(Listing from a labeling collection)
* * *

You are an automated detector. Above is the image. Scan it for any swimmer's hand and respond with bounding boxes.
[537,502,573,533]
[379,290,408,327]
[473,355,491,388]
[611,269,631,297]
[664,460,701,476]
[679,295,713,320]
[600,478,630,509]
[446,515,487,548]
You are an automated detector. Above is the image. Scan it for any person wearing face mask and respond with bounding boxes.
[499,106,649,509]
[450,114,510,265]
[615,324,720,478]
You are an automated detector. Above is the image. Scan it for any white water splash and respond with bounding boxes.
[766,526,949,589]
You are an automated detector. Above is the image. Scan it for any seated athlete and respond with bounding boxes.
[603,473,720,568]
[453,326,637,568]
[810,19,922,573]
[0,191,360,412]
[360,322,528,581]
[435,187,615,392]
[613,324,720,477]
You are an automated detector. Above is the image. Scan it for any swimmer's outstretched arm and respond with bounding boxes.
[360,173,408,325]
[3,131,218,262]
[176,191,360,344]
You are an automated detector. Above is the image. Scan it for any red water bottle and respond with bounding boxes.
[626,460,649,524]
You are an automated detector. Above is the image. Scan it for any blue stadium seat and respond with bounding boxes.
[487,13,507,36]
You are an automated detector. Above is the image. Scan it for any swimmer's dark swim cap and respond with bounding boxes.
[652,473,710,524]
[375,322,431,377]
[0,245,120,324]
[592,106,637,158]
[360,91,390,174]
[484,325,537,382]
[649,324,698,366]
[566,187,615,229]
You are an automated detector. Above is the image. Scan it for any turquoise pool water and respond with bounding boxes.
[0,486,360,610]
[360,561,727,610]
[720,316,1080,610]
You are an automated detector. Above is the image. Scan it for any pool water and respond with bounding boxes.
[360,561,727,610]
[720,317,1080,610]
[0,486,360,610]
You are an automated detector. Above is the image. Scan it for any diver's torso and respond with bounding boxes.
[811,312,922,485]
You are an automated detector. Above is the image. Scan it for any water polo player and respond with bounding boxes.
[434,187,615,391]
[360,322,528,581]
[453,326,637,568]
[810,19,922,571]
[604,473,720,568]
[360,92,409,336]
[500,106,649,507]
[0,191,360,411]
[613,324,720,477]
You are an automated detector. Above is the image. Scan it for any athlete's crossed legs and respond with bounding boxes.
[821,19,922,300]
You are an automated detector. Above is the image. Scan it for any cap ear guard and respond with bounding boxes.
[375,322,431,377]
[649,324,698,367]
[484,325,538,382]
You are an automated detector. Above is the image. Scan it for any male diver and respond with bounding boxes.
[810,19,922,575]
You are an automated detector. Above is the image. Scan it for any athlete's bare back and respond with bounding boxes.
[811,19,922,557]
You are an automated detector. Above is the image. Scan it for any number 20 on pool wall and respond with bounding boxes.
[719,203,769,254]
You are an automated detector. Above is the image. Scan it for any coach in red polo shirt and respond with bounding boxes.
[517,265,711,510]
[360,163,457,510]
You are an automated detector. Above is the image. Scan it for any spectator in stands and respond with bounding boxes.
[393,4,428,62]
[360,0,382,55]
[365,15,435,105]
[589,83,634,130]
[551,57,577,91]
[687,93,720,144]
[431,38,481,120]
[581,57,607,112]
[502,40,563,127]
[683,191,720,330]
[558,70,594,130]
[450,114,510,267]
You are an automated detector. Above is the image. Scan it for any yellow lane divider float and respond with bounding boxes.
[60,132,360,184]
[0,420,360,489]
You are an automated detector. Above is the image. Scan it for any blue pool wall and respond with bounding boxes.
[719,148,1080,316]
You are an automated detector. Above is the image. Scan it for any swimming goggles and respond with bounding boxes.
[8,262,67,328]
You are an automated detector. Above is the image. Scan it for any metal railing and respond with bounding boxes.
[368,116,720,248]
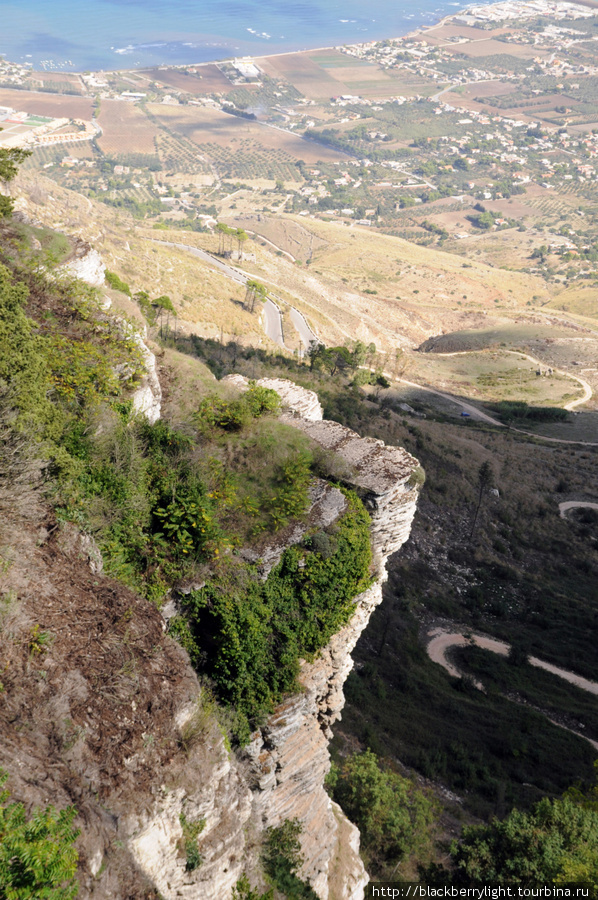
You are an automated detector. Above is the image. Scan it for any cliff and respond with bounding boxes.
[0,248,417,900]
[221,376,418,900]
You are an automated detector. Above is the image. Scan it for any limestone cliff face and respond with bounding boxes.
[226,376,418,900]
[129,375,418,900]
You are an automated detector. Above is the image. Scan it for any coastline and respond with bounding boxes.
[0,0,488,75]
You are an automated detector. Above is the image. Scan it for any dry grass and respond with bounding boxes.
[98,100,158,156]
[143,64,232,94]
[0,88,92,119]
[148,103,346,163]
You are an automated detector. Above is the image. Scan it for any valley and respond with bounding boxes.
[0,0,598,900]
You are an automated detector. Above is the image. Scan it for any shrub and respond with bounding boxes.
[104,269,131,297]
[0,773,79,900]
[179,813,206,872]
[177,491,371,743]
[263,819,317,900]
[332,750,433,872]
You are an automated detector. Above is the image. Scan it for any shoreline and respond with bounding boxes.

* * *

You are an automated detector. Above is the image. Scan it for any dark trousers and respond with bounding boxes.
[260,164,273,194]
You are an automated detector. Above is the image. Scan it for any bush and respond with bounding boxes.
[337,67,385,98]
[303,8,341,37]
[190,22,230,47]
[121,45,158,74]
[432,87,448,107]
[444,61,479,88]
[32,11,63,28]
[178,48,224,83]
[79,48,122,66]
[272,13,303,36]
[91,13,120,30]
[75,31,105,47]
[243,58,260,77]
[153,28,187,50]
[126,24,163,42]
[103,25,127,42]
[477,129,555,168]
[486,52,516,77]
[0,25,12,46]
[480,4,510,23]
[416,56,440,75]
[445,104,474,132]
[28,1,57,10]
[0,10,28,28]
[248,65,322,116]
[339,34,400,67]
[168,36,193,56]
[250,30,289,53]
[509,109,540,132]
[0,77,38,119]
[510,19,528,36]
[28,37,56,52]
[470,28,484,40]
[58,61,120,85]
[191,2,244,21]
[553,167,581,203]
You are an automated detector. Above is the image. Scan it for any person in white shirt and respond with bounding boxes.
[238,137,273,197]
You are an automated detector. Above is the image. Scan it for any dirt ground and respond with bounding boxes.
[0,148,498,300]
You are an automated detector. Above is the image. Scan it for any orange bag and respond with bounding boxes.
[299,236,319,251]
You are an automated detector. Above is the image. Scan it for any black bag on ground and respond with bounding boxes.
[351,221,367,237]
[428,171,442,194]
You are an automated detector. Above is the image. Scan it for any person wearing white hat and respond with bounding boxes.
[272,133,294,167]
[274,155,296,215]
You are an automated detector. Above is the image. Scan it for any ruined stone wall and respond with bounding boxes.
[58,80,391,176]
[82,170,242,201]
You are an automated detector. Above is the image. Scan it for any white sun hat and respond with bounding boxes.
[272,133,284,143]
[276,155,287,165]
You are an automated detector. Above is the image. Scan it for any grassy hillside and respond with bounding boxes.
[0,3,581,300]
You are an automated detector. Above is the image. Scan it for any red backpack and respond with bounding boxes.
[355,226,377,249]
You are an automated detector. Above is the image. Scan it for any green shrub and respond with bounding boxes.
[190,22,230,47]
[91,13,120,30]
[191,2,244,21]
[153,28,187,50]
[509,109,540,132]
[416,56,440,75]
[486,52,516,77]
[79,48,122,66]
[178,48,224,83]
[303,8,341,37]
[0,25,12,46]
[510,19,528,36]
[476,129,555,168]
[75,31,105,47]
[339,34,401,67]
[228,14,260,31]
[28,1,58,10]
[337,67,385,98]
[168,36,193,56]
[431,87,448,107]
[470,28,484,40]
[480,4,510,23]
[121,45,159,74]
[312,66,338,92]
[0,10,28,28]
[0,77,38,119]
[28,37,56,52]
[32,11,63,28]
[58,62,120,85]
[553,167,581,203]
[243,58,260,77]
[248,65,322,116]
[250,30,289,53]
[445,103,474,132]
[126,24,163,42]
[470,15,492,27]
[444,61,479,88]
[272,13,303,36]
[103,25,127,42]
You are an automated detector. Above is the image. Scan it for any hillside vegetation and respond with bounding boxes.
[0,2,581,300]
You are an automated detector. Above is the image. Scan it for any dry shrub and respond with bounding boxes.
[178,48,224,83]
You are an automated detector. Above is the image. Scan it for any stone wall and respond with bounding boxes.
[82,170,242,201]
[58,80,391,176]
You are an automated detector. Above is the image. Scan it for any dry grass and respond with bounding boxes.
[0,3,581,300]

* * *

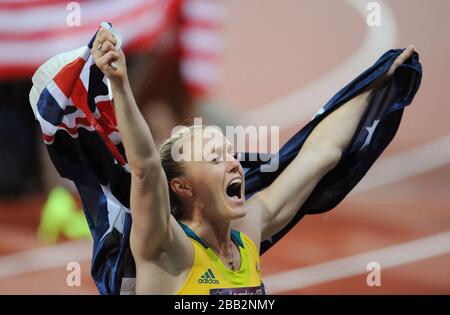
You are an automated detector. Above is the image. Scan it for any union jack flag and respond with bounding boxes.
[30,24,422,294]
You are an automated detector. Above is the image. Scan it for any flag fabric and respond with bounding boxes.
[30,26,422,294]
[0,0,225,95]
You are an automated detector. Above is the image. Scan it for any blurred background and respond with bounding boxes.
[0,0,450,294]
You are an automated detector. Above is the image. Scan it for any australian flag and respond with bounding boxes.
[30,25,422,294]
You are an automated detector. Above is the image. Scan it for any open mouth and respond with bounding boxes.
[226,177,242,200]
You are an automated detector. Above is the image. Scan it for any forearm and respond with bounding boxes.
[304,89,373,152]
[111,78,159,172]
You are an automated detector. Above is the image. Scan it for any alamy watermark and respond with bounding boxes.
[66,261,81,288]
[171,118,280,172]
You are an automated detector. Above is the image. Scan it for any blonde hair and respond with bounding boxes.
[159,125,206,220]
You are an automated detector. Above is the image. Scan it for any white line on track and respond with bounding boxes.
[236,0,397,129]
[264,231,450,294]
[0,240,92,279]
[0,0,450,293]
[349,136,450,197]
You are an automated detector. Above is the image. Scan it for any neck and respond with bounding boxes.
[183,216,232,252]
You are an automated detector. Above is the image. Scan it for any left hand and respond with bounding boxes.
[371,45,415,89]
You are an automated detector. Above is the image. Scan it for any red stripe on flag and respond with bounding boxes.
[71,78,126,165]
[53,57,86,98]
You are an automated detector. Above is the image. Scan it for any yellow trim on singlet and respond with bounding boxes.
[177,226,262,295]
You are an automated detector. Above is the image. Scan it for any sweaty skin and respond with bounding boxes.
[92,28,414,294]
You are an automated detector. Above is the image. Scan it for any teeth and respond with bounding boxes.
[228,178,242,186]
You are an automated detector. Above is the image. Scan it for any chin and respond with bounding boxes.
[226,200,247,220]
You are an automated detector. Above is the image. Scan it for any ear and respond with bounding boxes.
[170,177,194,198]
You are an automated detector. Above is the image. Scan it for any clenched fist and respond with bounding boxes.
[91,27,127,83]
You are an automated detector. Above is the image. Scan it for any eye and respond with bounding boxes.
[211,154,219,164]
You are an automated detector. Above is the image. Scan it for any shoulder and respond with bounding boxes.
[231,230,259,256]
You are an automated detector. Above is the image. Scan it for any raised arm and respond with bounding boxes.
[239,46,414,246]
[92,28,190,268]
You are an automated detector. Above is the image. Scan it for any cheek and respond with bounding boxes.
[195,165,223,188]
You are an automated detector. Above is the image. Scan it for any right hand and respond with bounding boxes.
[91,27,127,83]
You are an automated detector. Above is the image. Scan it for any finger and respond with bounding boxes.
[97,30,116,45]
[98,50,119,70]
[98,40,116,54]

* * *

▶ [SHORT TASK] Can you write out, word for word, the lines of the listing from the line with "face and respond with bounding boxes." to the line with "shoreline and respond with bounding boxes.", including both of those lines?

▶ [TASK RESPONSE]
You are an automated detector. Above is the image. Scan it for any limestone cliff face and respond with bounding boxes.
[226,376,418,900]
[129,375,418,900]
You are an automated detector. Above is the image. Scan it for any coastline and respond with bounding boxes.
[0,0,488,75]
You are an automated detector. Above is the image. Scan it for any dry grass and respond with bounding boxes.
[98,100,158,156]
[143,64,232,94]
[0,88,92,119]
[148,103,346,163]
You are an automated detector. Above is the image. Scan it for any valley and respond with bounding boxes.
[0,0,598,900]
You are an automated detector. Above is the image. Scan it for any shrub and respond with bounding boxes.
[104,269,131,297]
[0,773,79,900]
[179,813,206,872]
[177,491,371,743]
[263,819,317,900]
[332,750,433,872]
You are an automated detector. Above is the image. Scan it for any shoreline and respond with bounding boxes.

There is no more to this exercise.